> [Activity]: Print exactly the lines from the one containing "Check that every instance of the patch" through the last line of the records below, both included, and nothing else; omit any pictures.

(Records from a data source)
————

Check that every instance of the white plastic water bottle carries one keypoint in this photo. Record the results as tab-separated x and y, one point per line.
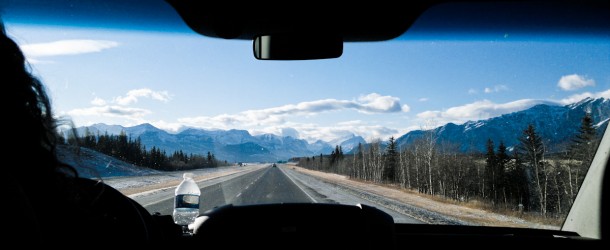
186	204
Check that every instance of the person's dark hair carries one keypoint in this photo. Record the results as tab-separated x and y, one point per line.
46	197
27	100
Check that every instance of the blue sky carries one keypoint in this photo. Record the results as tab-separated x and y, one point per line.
376	90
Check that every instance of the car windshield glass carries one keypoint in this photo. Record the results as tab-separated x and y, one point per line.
496	129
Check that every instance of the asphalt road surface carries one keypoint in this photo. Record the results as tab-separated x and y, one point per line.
267	185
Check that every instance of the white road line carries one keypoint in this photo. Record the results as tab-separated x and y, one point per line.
303	190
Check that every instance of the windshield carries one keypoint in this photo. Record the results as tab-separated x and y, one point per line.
493	130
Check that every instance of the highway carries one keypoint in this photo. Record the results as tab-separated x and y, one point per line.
266	185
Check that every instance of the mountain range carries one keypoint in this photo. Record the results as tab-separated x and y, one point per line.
556	124
231	145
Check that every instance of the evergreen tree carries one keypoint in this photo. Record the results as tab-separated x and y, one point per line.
585	142
531	150
391	157
490	171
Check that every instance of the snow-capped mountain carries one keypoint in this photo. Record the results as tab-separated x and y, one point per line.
348	142
556	124
231	145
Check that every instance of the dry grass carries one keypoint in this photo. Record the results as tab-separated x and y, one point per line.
473	211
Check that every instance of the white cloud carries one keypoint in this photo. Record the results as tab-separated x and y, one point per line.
495	89
98	101
133	95
577	97
479	110
368	104
314	132
111	111
66	47
574	82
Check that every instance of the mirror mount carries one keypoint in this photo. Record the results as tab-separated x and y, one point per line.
297	46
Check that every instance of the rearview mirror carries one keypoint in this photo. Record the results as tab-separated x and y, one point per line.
297	47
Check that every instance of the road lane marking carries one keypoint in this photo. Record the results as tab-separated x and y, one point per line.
302	190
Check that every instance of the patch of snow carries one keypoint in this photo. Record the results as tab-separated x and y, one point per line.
599	124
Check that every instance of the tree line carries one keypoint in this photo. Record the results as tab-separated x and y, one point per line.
133	151
525	177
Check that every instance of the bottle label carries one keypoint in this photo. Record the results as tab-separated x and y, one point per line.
187	201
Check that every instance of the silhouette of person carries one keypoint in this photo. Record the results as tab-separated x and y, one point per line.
44	198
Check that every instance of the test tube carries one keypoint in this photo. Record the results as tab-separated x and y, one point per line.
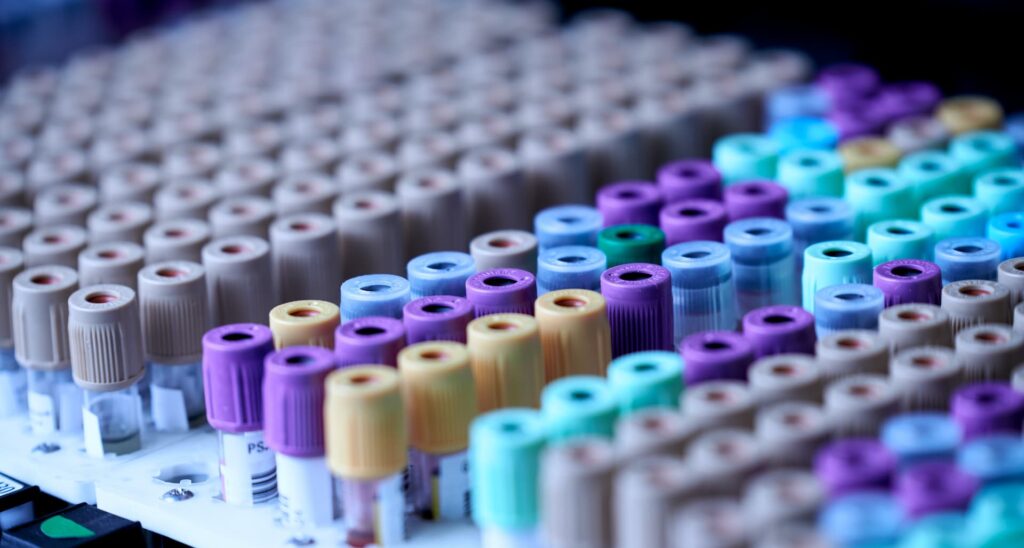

————

> [Task output]:
Check that every instance of the patch of snow carries one keypoint in this photo. Record the results as tab-separated x and y, one point per line.
599	124
Check that every instance of the tree line carries one keypoint in this photo. Record the results as tab-separated x and y, one point per line.
133	151
525	177
Check that every instance of the bottle label carries one keypoint in this photo. Record the results as tab-separated x and y, one point per line.
187	201
Check that every instance of the silhouette of person carries one keypoint in this photo. Record the results as tab-separated x and y, one point per line.
44	198
Check that every instance of the test tube carries one keypoint in this photo. Record the results as tab-separated x and y, one point per line.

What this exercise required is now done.